Your assignment:
An exact copy of the records below is required, and it must contain no pictures.

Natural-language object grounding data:
···

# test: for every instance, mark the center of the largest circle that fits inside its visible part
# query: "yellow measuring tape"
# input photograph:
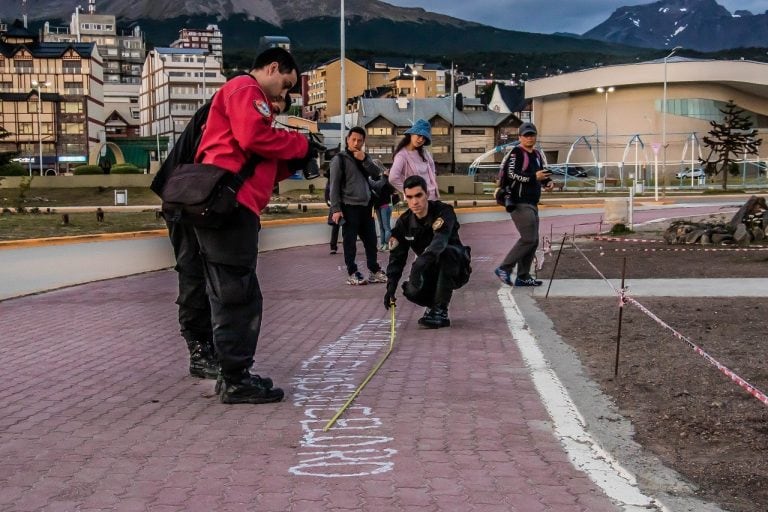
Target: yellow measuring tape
(370, 375)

···

Answer:
# test: for every instance, mark the center of the largest circle that fits inside its visible part
# query: "yellow measuring tape"
# input photograph:
Target: yellow measuring tape
(370, 375)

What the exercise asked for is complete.